#### Source document

As freight rates are coming back from the abyss, their actual rise seems to be magnified beyond their actual performance. Some container spot freight rates are up more than 100 per cent from the very low levels of last year, but may still be at a loss-making level now and so spot rates are not the best indicator for market profitability.
The broad-scoped China Containerised Freight Index (CCFI) offers a solid and alternative indication. The CCFI composite hit an all-time low at 632.36 on 29 April 2016. By 11 August 2017, it was back at 856.5 and now comparing year-to-date growth, the CCFI is up by 20.7 per cent versus the same period last year.
By contrast, the spot rates from Shanghai into Northern Europe are up 64 per cent year-to-date, year-on-year. The spot rates for containers bound for the US have gone up by 45 to 50 per cent over the same period.
It's not only freight rates which have risen this year. Charter rates left the doldrums and went up sharply in the first four months of 2017, only to slide back down, but during June/July most of the slide had been regained.
The extreme volatility of previous years has been reduced for spot rates on the Shanghai-Northern Europe trade lane. A sign of improving demand and better market conditions since Q4 2016.

########
#### Extracted entries

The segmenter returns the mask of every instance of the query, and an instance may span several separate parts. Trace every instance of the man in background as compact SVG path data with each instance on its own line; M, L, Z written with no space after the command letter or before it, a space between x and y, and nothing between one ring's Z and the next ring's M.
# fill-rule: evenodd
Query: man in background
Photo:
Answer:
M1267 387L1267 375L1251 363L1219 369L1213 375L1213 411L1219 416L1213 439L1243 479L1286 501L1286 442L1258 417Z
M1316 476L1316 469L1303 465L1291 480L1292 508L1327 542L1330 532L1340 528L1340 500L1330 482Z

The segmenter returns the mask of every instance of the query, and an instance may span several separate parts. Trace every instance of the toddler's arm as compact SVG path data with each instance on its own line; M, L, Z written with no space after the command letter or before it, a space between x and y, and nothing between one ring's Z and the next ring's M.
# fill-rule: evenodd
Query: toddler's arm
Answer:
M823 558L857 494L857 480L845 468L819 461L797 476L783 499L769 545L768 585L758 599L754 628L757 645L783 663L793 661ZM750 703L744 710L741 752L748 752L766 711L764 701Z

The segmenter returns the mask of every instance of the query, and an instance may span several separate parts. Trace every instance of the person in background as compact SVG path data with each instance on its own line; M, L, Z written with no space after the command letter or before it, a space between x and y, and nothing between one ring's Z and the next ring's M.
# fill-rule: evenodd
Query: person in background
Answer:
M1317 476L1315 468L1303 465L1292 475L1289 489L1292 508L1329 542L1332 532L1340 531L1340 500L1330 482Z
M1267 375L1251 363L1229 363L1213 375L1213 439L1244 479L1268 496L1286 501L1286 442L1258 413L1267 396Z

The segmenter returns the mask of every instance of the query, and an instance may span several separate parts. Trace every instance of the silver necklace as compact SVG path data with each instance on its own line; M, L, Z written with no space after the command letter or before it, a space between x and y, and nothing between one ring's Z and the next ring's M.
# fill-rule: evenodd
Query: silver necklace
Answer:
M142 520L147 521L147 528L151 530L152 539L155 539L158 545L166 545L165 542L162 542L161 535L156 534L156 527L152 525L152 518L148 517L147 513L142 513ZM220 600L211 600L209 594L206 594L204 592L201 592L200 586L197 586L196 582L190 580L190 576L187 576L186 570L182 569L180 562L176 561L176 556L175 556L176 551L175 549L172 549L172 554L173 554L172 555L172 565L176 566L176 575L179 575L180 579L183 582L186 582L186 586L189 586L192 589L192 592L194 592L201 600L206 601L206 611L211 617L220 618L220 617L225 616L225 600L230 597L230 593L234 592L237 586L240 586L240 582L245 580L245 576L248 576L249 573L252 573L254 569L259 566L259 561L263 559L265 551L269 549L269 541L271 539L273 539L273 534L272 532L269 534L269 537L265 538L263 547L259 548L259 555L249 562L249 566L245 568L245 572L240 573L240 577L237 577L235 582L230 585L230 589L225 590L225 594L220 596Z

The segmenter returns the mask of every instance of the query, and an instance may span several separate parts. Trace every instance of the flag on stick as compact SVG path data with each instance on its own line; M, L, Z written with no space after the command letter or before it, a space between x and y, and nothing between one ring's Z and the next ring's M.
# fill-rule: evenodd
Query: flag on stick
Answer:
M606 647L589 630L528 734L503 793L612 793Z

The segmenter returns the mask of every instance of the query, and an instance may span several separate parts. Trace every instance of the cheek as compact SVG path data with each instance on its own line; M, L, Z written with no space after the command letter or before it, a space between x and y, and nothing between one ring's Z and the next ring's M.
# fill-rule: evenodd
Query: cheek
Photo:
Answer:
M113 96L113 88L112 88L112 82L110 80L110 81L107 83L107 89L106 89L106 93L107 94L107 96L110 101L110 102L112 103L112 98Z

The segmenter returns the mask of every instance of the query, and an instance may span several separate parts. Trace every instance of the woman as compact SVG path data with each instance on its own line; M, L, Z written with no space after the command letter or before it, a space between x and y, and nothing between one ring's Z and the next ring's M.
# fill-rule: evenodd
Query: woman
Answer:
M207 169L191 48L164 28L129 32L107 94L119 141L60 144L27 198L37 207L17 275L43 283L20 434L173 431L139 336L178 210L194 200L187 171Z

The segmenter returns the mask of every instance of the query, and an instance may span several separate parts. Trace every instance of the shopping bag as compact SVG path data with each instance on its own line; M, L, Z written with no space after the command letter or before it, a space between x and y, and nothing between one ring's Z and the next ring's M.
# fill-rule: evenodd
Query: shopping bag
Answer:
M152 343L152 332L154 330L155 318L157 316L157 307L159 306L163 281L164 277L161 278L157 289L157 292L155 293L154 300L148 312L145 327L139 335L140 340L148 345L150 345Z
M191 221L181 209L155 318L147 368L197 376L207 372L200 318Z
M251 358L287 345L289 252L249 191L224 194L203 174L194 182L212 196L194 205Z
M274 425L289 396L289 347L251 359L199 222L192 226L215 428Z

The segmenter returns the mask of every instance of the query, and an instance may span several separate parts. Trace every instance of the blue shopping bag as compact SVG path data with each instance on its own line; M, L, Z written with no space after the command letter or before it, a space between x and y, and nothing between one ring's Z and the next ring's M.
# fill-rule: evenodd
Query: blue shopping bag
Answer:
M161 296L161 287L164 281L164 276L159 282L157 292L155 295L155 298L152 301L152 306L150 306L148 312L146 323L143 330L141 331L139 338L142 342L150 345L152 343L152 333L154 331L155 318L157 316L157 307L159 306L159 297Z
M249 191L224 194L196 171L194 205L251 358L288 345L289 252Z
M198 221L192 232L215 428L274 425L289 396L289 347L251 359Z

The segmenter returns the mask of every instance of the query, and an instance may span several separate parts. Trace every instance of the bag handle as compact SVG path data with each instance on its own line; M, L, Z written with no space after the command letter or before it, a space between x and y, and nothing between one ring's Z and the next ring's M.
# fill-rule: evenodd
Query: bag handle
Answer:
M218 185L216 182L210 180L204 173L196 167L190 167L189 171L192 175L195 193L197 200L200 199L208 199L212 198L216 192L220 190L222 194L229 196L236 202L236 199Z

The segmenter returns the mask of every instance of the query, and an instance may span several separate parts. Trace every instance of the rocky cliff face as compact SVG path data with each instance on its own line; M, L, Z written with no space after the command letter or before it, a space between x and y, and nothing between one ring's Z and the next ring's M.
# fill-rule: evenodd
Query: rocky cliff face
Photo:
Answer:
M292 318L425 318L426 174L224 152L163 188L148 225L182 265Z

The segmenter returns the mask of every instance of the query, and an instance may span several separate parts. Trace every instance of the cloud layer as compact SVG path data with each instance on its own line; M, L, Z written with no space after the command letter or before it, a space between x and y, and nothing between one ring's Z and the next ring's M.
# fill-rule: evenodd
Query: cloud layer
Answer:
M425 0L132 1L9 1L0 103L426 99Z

########

Task list.
**a.** Retype the container freight article, starting at "By contrast, the" and ending at "had been regained.".
**b.** Write what comes next in the container freight article, picking up right after its final sentence.
The records have nothing to do with the container freight article.

The answers.
**a.**
By contrast, the spot rates from Shanghai into Northern Europe are up 64 per cent year-to-date, year-on-year. The spot rates for containers bound for the US have gone up by 45 to 50 per cent over the same period.
It's not only freight rates which have risen this year. Charter rates left the doldrums and went up sharply in the first four months of 2017, only to slide back down, but during June/July most of the slide had been regained.

**b.**
The improved freight rates come on the back of strong demand growth during the first half of 2017. Combined with steady fleet growth of 1.8 per cent the fundamental balance has improved noticeably. Global container shipping demand grew by five per cent in H1 2017, over the same period last year (source: CTS).
On both the key long front haul trades out of the Far East into Europe and North America, demand grew rapidly by 5.2 per cent and 10.0 per cent respectively (source: CTS). BIMCO's own data on inbound loaded containers to the US West Coast went up by 5.4 per cent and to the East Coast by 10.6 per cent. The fastest growing import ports on the East Coast were Houston (+26 per cent) and Savannah (+13 per cent). While the main port – Port of New York and New Jersey (PANYNJ) – grew by only 5.5 per cent, due to very weak imports in February and March.
Growth on the head haul trades is vital, as it pushes utilisation higher where it's most needed, avoiding blank sailings and filling the ships to a larger extent than in recent years. Head haul trades deliver the higher freight rates, whereas back hauls merely reduce the costs of repositioning the ship.
Moving forward, PANYNJ, should benefit from the early completion of the Bayonne Bridge navigational clearance project. With the new air draft of65.5 metres, ships up to 18,000 TEU will now be able to reach the terminal "behind" the bridge (9,800 TEU was the maximum before the elevation). This will prompt carriers to optimise their networks once again, as most US East Coast ports have upgraded their terminals in recent years to accommodate the ultra large container ships.
2017 is following the trend seen in 2011-2012 and 2014-2015, of US importers increasingly directing cargo towards the US East Coast ports.
As of August 7, 182 ships (474,000 TEU) were idled (source: Alphaliner). As the idle fleet hasn't changed much over the previous three months, demand growth has lifted rates instead of reactivating the unemployed ships. This is one of the reasons for the improved conditions – the careful handling of supply.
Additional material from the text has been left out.